### Input material
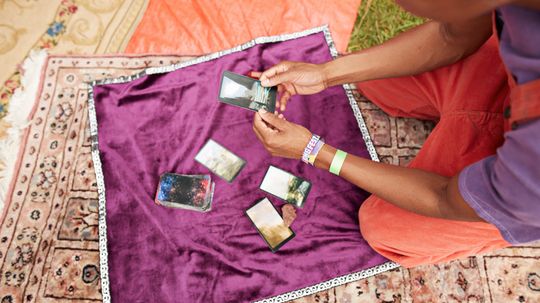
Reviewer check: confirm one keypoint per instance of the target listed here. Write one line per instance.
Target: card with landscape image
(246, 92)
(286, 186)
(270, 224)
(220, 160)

### The request
Update the listing by changing "landscape" to "portrait" and leaving all else unchanged, and omit the pictures from your answer.

### Output for this task
Reviewer check: confirm one keypoint per instance of the target listed here. Write one line per instance.
Target: card with portrait image
(246, 92)
(286, 186)
(270, 224)
(220, 160)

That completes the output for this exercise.